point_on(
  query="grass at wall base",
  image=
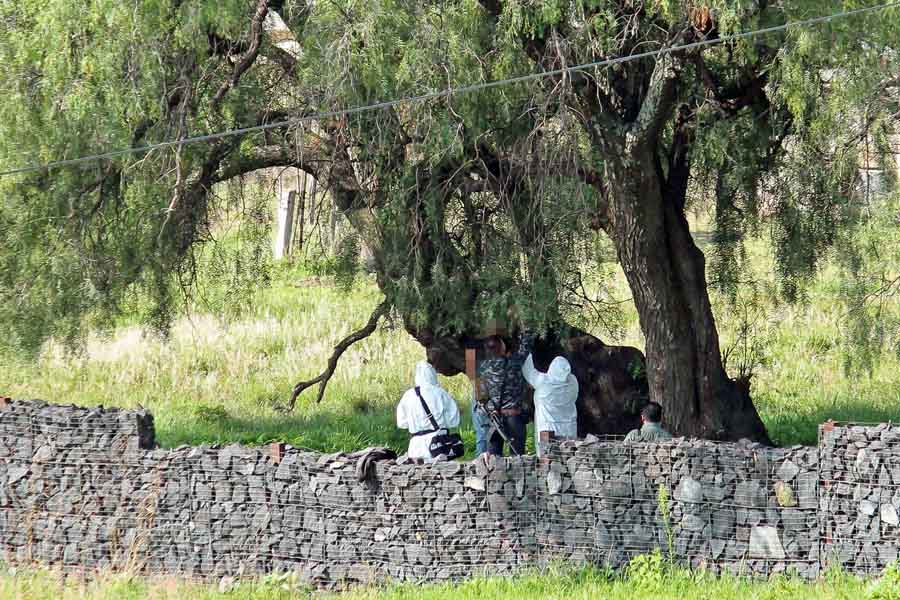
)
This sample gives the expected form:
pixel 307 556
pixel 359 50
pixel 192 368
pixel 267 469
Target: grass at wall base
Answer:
pixel 224 380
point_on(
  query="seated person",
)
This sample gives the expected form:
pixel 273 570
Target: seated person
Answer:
pixel 411 414
pixel 555 394
pixel 651 430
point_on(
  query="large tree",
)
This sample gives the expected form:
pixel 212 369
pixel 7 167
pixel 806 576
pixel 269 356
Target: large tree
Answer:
pixel 486 205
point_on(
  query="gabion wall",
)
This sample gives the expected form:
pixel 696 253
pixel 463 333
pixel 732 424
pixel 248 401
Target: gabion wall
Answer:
pixel 84 489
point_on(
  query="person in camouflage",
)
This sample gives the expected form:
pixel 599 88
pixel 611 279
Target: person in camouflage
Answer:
pixel 500 391
pixel 651 430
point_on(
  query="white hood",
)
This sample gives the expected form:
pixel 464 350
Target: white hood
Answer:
pixel 560 369
pixel 426 376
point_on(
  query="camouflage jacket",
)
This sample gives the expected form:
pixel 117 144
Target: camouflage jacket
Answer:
pixel 649 432
pixel 501 378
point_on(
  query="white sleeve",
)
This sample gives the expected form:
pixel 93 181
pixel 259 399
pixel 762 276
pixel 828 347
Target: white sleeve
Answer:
pixel 531 375
pixel 451 411
pixel 402 416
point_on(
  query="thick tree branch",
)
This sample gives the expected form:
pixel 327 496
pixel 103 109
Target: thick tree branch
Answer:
pixel 256 31
pixel 658 104
pixel 339 350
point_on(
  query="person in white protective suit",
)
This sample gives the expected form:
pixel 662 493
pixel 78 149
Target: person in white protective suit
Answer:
pixel 411 414
pixel 555 394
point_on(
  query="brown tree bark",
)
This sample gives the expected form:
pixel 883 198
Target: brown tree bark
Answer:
pixel 666 273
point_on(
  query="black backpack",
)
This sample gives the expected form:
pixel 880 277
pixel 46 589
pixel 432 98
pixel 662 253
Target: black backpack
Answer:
pixel 447 443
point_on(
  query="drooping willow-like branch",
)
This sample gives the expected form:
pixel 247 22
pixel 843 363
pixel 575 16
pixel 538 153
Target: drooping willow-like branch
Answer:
pixel 342 346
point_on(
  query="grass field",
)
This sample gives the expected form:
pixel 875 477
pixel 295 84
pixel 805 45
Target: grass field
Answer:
pixel 648 581
pixel 223 381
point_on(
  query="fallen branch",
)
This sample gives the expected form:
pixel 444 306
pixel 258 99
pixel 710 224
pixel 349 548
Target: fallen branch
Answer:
pixel 341 347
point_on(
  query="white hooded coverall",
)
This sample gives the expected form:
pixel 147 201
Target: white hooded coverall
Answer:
pixel 411 416
pixel 555 394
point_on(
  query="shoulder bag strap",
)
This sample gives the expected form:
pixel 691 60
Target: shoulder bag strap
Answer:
pixel 427 410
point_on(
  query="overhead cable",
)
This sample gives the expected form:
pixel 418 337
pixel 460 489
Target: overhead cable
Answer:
pixel 443 93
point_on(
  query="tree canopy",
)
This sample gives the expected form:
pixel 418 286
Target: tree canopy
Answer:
pixel 489 204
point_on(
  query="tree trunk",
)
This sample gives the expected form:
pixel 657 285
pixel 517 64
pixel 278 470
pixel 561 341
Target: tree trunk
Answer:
pixel 666 273
pixel 612 388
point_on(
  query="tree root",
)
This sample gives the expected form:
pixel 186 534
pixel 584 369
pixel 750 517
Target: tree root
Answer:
pixel 339 350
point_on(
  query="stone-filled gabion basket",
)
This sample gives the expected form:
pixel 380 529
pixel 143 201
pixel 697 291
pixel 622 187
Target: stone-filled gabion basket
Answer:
pixel 85 488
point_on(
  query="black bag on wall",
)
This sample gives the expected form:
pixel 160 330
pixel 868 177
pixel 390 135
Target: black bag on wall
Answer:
pixel 447 443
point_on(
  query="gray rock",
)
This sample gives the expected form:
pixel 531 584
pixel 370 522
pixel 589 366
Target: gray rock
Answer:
pixel 457 505
pixel 474 483
pixel 765 543
pixel 554 482
pixel 723 521
pixel 16 474
pixel 787 471
pixel 750 494
pixel 689 490
pixel 497 503
pixel 693 523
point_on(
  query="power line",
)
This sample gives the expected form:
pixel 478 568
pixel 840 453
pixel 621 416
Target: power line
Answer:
pixel 444 93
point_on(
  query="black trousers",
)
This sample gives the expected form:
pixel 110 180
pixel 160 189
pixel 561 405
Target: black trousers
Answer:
pixel 514 428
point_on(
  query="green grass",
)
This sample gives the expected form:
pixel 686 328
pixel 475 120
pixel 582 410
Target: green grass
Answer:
pixel 648 581
pixel 226 380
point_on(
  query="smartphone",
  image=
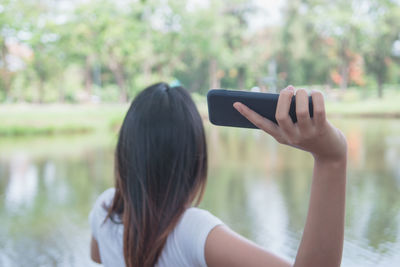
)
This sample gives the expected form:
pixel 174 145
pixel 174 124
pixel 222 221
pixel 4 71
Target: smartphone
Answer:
pixel 221 111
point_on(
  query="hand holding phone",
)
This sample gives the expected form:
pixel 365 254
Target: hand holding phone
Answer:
pixel 221 111
pixel 317 136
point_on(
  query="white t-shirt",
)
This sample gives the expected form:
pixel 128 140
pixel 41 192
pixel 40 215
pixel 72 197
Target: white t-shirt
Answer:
pixel 184 245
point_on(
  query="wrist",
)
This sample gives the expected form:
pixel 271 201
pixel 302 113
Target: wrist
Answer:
pixel 339 161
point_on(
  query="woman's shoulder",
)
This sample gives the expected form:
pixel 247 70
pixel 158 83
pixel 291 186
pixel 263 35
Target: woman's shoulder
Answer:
pixel 106 196
pixel 191 234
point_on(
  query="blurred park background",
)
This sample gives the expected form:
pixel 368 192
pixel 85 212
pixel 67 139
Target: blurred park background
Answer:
pixel 69 68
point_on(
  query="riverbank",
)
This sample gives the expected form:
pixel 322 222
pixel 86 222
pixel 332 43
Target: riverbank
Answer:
pixel 60 119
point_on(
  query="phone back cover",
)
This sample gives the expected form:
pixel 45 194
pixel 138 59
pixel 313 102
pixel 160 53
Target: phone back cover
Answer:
pixel 221 111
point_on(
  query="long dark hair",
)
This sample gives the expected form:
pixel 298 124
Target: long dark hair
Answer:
pixel 160 169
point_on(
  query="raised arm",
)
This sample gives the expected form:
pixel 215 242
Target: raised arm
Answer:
pixel 322 240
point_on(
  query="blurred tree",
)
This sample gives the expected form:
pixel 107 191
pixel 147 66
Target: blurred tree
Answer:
pixel 381 34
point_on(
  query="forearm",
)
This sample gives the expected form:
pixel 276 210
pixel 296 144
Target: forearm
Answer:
pixel 322 241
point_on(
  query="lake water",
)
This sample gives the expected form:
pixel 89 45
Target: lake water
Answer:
pixel 256 186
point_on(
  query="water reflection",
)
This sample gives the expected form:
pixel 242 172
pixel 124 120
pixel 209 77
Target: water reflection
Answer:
pixel 258 187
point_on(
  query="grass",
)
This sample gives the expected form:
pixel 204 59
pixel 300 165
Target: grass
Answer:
pixel 64 119
pixel 57 119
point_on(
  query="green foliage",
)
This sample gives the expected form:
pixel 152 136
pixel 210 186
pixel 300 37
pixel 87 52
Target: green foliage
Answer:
pixel 113 49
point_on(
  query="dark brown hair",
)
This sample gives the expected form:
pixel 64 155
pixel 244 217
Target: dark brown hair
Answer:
pixel 160 169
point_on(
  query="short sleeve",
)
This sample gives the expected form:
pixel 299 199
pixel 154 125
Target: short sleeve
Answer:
pixel 98 213
pixel 194 228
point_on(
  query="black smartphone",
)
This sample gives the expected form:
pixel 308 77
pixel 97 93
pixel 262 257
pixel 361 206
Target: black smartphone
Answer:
pixel 221 111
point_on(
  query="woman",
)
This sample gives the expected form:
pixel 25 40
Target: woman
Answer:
pixel 161 170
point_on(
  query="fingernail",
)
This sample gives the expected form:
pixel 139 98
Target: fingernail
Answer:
pixel 237 106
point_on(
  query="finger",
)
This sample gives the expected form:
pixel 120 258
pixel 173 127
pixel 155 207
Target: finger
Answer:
pixel 319 115
pixel 302 112
pixel 282 110
pixel 258 120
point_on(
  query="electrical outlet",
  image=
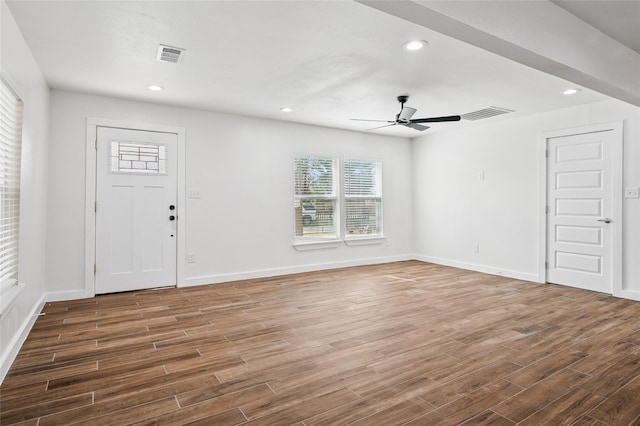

WHAT IS NEEDED: Filter the records above, keeping each line that contains the string "blurred", and copy those lines. Matching is case-sensitive.

ANSWER TO THE EXERCISE:
  query="blurred park background",
Target: blurred park background
  query="blurred tree",
Target: blurred tree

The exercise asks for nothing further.